[START DATA LINES]

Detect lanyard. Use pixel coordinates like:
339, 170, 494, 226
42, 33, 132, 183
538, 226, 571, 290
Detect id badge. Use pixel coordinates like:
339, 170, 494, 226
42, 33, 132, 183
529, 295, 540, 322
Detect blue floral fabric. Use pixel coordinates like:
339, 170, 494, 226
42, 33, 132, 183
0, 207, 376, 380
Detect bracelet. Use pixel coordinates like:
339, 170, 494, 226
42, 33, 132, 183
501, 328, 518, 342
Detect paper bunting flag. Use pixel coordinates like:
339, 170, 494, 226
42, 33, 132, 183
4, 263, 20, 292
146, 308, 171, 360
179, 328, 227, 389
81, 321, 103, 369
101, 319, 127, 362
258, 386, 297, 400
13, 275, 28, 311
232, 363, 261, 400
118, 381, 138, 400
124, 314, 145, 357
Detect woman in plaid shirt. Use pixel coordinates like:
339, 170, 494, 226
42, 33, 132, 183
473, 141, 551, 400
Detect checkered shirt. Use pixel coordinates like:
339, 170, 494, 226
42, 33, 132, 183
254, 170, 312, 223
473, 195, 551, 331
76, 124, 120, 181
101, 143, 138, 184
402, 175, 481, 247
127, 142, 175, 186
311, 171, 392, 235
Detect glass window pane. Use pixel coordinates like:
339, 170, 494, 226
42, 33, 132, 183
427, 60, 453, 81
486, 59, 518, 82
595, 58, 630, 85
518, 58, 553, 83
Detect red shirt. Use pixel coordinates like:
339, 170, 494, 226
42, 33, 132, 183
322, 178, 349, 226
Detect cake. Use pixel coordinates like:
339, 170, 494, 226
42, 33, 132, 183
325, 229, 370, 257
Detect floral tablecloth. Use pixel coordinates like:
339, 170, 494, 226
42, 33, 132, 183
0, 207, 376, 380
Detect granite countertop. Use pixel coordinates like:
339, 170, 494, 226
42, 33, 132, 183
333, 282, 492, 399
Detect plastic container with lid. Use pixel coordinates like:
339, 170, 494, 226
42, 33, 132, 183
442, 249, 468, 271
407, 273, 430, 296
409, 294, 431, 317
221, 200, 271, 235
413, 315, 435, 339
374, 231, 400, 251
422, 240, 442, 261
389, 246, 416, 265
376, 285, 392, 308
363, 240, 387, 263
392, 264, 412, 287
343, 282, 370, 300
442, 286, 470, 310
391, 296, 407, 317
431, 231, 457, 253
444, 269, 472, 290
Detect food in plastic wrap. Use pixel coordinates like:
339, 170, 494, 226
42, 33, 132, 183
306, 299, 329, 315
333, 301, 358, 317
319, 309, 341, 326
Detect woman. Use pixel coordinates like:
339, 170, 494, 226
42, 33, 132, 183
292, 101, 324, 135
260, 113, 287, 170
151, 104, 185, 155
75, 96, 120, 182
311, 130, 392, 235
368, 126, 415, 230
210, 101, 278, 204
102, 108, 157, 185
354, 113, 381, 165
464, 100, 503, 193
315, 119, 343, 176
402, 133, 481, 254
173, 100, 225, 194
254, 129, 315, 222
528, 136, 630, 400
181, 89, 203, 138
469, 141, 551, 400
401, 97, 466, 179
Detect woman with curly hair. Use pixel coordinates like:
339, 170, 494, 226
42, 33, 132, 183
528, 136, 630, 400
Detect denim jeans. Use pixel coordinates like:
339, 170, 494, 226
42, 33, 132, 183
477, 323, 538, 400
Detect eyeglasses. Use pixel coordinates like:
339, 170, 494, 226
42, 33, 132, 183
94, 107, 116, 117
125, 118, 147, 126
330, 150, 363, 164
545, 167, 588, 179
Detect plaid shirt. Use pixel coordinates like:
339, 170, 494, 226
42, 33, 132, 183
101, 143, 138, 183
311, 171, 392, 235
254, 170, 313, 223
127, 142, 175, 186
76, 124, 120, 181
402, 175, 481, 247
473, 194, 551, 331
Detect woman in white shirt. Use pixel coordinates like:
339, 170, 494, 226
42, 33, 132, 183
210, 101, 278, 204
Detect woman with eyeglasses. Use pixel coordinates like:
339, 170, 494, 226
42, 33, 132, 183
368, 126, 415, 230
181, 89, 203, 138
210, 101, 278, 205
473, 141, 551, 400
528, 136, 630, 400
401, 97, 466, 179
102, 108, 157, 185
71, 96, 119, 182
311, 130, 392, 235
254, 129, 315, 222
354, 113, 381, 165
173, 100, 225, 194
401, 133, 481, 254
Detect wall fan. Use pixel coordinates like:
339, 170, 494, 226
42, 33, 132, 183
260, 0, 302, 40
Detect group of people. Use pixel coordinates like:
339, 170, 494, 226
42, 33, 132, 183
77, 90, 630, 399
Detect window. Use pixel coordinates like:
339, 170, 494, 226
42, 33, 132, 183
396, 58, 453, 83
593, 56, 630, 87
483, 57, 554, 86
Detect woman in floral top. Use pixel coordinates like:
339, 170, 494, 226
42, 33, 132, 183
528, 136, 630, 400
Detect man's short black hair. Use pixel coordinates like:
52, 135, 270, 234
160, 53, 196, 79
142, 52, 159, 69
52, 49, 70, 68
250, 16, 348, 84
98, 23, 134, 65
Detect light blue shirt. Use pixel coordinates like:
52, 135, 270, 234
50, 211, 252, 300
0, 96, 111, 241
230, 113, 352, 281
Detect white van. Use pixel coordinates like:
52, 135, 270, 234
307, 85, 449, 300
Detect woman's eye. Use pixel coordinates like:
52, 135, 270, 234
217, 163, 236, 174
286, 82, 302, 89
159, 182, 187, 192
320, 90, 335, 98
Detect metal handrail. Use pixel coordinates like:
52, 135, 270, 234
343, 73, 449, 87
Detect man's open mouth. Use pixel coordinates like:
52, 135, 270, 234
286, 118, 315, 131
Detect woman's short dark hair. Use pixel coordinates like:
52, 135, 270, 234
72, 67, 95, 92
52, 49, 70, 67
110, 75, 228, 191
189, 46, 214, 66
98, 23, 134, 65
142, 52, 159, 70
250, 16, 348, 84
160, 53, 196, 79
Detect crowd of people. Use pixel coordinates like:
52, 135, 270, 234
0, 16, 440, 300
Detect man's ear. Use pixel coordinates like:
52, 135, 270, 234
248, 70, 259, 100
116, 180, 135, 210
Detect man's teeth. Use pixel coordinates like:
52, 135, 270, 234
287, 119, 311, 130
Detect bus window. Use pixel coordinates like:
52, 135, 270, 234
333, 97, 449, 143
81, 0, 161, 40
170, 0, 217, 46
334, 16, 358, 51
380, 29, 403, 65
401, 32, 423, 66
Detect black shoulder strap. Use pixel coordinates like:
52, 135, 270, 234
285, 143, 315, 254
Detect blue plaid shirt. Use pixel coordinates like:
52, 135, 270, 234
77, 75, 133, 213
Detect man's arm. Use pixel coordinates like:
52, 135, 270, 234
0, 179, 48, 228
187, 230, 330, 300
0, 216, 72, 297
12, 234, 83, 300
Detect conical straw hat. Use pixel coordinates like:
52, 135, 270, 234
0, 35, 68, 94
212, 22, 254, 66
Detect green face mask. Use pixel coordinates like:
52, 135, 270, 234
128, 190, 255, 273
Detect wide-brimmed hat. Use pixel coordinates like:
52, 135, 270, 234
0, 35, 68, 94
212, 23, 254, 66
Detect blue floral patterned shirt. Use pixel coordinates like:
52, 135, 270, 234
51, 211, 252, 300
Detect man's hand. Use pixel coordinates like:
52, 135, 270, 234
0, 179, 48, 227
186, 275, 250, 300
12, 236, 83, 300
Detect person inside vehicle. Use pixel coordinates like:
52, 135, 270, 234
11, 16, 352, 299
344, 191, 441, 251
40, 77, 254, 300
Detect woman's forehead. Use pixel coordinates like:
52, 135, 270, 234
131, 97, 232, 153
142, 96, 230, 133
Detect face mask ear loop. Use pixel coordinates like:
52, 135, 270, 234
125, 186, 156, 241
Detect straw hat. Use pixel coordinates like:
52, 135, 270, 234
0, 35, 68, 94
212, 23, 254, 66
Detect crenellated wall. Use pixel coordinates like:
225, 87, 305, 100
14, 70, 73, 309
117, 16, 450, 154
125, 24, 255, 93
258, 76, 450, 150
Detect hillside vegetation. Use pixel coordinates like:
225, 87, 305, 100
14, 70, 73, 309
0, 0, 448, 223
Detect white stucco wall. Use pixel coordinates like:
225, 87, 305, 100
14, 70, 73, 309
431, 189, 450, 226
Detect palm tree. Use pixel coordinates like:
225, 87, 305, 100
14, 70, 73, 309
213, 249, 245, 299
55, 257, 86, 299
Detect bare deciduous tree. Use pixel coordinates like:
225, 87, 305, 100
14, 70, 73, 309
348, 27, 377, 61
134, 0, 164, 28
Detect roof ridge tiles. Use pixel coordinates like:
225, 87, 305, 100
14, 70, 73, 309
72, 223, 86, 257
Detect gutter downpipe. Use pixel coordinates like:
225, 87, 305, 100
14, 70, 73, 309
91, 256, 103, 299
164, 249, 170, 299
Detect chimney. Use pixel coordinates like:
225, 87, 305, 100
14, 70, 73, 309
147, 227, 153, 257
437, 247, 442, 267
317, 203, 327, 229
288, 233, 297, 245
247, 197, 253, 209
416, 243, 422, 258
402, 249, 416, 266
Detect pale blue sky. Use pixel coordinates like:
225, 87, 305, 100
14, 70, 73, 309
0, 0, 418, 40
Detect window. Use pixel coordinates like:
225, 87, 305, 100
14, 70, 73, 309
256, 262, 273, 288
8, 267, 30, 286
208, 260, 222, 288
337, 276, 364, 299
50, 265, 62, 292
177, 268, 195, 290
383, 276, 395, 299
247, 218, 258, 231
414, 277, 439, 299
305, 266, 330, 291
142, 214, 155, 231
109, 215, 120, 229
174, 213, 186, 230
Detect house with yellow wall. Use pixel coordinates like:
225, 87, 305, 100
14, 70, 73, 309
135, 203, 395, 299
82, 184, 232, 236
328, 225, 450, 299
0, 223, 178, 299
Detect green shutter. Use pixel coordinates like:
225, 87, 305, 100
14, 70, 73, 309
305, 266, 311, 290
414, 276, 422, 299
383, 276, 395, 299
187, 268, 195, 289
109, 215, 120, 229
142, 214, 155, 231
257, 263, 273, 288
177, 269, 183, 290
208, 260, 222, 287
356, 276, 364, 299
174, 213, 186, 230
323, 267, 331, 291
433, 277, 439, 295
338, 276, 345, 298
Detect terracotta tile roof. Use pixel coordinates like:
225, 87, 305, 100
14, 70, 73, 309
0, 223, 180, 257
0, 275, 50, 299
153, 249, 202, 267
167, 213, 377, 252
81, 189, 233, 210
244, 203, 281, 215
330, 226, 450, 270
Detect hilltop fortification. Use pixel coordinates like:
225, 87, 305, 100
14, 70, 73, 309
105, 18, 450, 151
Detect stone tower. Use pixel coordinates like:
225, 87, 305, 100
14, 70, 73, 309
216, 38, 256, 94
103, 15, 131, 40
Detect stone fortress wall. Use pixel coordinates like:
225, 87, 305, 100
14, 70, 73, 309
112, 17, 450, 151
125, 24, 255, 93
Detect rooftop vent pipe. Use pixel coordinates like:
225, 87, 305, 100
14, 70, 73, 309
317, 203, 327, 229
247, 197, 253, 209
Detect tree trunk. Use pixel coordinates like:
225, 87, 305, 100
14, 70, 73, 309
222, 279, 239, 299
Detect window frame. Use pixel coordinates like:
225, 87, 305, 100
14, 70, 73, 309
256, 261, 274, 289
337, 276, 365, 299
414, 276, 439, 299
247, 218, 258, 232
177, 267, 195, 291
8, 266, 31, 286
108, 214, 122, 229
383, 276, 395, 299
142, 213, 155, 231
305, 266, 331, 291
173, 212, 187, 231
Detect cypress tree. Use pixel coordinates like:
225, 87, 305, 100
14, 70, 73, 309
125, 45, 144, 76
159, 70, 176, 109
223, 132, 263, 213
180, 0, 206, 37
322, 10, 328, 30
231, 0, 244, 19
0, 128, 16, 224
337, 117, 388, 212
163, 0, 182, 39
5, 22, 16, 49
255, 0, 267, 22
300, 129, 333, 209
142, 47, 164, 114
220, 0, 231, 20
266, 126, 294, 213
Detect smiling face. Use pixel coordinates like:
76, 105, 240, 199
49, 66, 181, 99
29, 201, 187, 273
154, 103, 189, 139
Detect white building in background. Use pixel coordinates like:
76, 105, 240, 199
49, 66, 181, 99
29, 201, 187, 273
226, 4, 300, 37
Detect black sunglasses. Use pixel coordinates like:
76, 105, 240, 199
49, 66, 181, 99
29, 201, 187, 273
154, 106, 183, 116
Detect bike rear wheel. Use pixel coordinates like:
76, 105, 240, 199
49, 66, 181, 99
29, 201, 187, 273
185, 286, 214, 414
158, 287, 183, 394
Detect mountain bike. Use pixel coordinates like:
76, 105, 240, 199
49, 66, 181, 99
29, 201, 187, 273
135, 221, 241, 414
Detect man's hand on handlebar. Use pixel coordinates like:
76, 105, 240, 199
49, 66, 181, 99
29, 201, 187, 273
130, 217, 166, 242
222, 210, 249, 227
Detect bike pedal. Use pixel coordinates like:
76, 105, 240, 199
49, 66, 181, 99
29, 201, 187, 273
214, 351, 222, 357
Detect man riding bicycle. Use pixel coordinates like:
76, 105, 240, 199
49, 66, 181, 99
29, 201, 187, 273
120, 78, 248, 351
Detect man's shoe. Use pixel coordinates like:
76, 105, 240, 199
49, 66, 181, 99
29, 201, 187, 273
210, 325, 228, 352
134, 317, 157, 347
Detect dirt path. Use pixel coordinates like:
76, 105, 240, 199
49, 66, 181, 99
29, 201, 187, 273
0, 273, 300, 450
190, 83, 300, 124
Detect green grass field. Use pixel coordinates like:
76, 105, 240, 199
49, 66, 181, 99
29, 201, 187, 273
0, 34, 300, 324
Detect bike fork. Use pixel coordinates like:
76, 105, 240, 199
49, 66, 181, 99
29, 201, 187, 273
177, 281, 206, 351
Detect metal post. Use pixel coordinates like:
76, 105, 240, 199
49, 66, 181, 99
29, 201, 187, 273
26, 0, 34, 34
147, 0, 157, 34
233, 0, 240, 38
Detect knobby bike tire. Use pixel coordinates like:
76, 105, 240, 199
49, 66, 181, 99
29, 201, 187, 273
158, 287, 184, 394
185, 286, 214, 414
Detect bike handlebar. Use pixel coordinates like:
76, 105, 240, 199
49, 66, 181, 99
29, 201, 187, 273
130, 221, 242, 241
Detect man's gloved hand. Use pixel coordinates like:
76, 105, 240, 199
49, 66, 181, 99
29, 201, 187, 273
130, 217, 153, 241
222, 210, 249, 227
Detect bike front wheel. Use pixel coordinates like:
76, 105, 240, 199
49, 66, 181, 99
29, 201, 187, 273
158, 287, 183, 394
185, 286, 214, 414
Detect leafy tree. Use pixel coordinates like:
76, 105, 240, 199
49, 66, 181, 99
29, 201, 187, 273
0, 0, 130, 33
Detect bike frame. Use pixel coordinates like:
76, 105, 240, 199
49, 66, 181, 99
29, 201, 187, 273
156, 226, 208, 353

[END DATA LINES]

* **GIVEN PROBLEM**:
Output the lines above as a JSON list of strings, starting with the line that contains "Detect bracelet. Use" and going on through the line that contains "501, 328, 518, 342". Use one string per line and leave out any blank lines.

* **WRITTEN ANSWER**:
[
  "Detect bracelet. Use pixel coordinates like:",
  "339, 170, 494, 226",
  "42, 33, 132, 183",
  "501, 328, 518, 342"
]